> **Short problem**
Return, character for character, the lines from the one bearing "man's hand, like" through the end of the material. Omit everything before that line.

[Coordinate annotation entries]
^^^^^^^^

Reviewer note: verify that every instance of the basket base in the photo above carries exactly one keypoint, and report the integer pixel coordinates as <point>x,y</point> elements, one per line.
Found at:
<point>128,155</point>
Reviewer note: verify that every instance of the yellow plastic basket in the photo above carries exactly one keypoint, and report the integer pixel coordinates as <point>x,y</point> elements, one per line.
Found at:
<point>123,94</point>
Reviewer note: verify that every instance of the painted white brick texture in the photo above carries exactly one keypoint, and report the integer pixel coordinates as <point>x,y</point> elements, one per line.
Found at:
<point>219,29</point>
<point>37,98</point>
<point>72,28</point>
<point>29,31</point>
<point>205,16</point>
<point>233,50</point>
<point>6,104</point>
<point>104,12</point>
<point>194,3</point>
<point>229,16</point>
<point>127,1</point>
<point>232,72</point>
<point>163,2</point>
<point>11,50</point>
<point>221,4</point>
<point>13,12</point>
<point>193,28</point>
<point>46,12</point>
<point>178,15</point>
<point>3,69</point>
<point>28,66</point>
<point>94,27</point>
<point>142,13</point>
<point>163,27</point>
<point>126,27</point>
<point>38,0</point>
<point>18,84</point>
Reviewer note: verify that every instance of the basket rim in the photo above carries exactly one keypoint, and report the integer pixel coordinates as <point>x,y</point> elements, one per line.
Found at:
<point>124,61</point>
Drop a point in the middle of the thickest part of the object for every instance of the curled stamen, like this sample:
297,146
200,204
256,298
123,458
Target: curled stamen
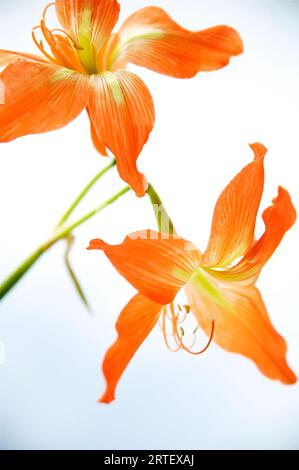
46,9
197,353
177,332
76,46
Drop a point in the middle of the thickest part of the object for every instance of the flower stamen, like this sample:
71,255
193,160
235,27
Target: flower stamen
177,332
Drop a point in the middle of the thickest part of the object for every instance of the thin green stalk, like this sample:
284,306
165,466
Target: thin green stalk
59,234
84,192
164,222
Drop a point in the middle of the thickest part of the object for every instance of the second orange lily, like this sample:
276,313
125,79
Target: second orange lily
84,67
219,284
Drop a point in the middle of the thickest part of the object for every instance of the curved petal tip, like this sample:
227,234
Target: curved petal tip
259,150
97,244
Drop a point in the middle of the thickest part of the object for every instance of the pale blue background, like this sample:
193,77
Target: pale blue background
51,375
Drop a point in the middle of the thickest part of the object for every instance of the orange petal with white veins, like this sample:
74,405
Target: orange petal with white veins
135,323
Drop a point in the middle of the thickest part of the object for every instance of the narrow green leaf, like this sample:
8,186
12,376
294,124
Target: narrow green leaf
70,241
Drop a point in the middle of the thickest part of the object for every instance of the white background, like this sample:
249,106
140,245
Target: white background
52,377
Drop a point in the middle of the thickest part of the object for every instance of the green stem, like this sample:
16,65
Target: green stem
164,222
60,233
84,192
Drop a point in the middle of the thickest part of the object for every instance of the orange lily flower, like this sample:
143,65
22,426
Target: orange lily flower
219,284
84,66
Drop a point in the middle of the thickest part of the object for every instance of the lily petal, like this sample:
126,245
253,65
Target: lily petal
8,57
151,39
278,219
39,98
242,324
155,264
234,219
97,142
122,112
135,323
88,21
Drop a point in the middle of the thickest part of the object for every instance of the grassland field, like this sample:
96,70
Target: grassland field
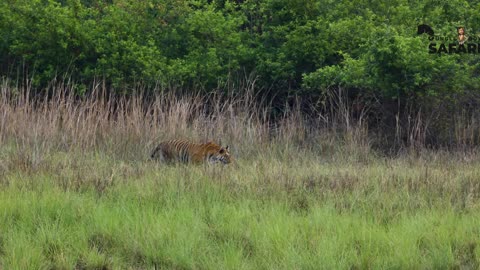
77,191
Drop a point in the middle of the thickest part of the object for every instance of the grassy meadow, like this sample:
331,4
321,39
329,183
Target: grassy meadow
77,190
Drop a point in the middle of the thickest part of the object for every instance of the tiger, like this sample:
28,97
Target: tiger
188,152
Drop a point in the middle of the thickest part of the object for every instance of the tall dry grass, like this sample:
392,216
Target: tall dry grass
128,127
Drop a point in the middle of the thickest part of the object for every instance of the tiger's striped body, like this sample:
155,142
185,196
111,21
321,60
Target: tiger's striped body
188,152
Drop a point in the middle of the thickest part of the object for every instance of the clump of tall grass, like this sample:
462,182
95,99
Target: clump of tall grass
128,127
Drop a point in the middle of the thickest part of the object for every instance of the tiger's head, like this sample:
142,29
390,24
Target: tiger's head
221,155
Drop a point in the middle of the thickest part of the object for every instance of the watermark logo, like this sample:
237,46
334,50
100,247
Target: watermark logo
458,43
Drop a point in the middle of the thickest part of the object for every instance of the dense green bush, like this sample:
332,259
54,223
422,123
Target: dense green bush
294,47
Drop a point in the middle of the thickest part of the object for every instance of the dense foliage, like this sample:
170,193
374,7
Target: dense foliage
297,47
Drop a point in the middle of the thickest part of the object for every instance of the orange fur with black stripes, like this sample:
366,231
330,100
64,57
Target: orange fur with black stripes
189,152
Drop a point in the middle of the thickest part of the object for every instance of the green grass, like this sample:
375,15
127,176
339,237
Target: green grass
286,210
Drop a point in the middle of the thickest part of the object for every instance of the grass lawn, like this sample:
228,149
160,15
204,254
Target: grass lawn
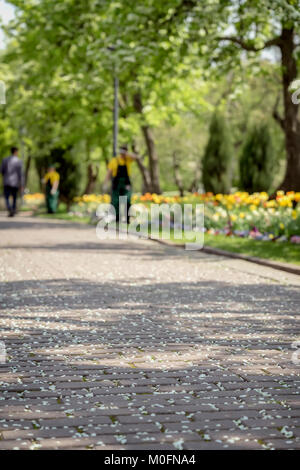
284,252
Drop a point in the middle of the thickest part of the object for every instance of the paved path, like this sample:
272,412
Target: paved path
131,345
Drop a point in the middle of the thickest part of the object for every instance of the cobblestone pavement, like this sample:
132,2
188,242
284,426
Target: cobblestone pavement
132,345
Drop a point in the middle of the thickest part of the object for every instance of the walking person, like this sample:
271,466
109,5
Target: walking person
12,172
119,171
51,180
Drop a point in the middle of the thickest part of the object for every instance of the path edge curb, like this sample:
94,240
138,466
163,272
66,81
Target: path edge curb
229,254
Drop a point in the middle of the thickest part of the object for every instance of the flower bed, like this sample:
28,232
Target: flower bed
240,214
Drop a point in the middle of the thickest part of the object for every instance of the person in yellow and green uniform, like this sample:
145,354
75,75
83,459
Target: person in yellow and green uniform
51,180
119,171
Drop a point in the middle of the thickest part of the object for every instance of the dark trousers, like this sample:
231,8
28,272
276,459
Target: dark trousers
11,191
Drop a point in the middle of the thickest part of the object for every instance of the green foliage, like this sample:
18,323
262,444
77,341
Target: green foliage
217,157
258,162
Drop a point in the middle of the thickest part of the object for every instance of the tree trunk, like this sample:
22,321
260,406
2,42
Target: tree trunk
152,154
177,175
290,124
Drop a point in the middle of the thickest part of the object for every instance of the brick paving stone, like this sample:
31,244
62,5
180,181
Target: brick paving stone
118,344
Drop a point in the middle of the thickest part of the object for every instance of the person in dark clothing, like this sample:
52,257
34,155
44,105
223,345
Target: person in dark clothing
119,170
51,181
12,172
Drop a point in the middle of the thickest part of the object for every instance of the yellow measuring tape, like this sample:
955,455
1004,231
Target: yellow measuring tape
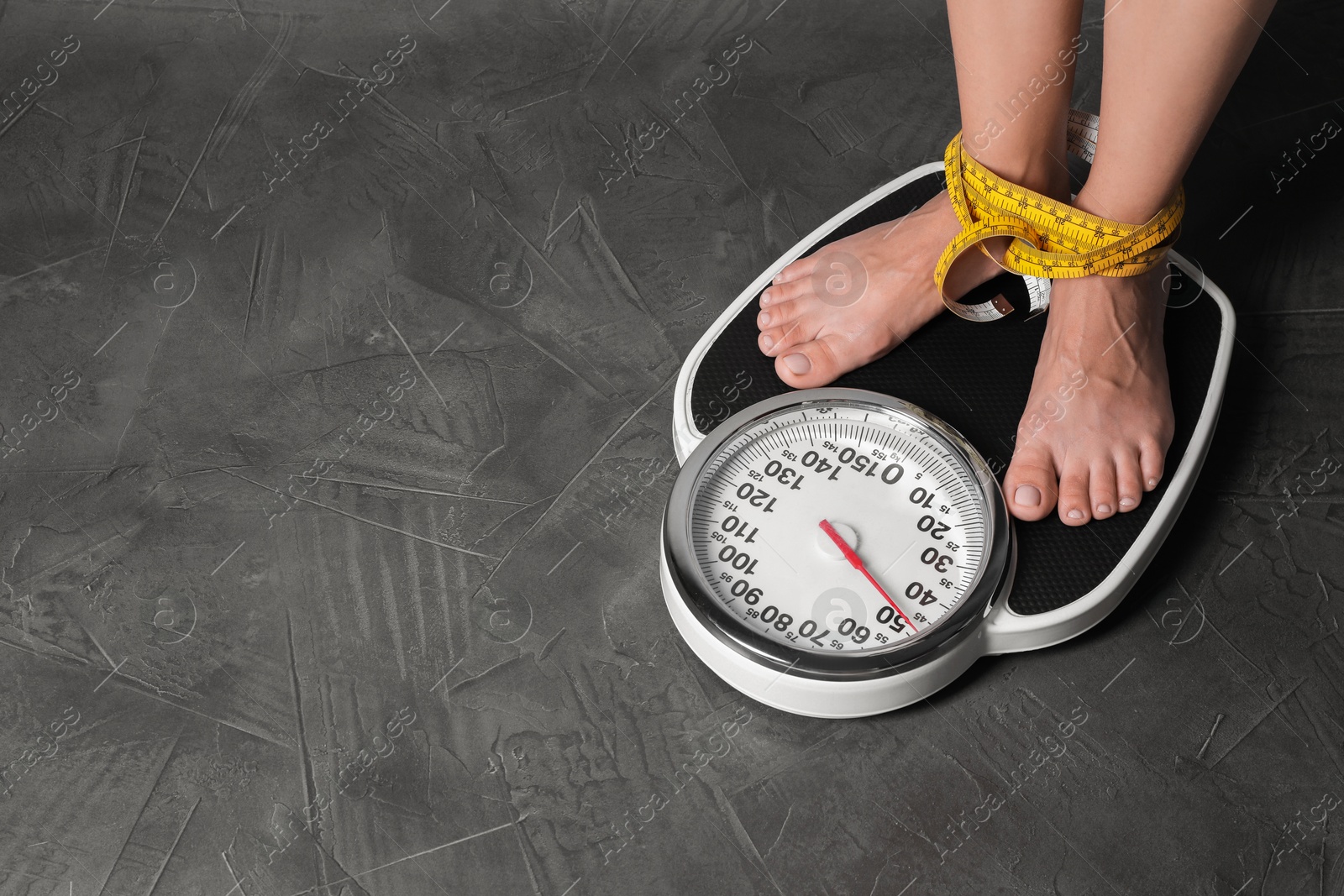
1050,239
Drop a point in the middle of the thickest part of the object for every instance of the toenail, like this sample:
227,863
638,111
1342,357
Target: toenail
1027,496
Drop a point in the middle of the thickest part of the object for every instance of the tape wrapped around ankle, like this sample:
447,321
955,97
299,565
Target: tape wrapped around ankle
1050,239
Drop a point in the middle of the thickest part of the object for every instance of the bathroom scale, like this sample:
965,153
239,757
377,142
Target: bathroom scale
846,551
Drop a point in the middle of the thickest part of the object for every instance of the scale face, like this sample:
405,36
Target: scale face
842,553
835,537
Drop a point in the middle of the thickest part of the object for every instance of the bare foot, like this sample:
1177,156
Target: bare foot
1099,421
855,300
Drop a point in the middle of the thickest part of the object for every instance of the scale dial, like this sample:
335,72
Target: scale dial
843,533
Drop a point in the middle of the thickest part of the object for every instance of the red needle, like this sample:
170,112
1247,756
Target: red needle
858,564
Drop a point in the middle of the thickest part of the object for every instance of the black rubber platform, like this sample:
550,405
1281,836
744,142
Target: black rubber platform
976,376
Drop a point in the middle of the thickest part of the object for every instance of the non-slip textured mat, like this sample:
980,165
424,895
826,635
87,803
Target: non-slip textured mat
978,376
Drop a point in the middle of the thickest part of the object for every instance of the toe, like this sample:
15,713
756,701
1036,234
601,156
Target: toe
1151,458
781,293
1030,484
1074,501
796,270
779,316
1129,481
785,336
810,364
1102,488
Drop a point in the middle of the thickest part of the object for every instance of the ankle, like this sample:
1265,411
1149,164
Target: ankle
1041,172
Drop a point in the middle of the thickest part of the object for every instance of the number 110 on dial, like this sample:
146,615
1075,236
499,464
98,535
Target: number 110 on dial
837,528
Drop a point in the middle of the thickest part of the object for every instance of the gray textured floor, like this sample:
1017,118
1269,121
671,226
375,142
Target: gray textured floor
450,653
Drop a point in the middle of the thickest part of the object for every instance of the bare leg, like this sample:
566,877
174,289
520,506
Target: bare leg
1100,418
1014,76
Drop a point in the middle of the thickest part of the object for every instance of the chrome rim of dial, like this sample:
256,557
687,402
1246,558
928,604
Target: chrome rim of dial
753,562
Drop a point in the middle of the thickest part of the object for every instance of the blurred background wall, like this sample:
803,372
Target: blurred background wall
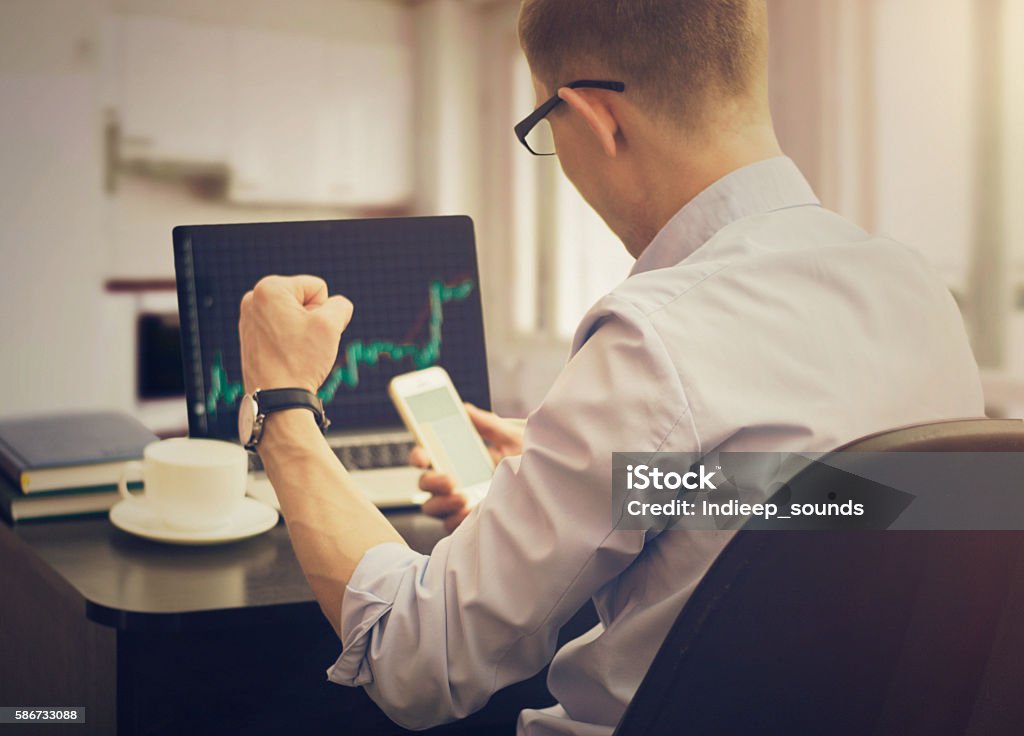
120,119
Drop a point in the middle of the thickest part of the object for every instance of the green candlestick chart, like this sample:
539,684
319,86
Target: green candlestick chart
358,352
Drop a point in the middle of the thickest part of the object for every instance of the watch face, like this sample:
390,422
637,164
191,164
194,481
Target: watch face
247,419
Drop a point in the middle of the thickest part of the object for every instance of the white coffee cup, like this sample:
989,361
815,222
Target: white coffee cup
190,484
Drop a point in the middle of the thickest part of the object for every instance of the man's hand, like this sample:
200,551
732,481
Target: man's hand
503,437
290,332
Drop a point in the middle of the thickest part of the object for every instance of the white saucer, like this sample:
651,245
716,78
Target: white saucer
252,518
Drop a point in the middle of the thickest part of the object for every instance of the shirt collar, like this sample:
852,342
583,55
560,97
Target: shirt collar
755,189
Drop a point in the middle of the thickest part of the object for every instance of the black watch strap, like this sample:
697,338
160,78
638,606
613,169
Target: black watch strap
281,399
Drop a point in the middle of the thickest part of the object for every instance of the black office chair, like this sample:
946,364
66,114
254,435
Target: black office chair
852,633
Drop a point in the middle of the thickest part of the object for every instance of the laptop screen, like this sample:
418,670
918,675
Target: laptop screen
414,283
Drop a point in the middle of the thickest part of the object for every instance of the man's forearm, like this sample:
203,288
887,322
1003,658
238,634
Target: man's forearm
331,523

^^^^^^^^

> **Solution**
Drop a point in the middle of the thickest part of the object for every instance of the man's hand, like this sample:
200,551
732,481
Target: man's hand
503,437
290,332
Drop a point in the middle of the thickest part of the object for every instance of the white saucer, like this sample:
651,245
716,78
Target: white saucer
252,518
Drop a point in the middle of the thickest part of the object for every instance of the shirt collar, like this sample:
852,342
583,55
560,97
Target: shirt collar
755,189
Drop a point in the middle of the thickest part of the object for every instance of the black watch strap, like this sample:
697,338
160,78
638,606
613,169
Target: black watch strap
281,399
Drop a point in the middle of the thickest part of the object for every instance of the black office chair, like this sample:
946,364
66,114
254,435
Target: black office chair
852,633
Drop a point in the middle of the thickest part of the object for every instance of the laptop screen, like this sample:
418,670
918,675
Target: laptop screen
414,283
Drop a point in the middle of the thickest part of the object for every instance of the man's forearm, like this sample:
203,288
887,322
1003,658
238,634
Target: man's forearm
331,523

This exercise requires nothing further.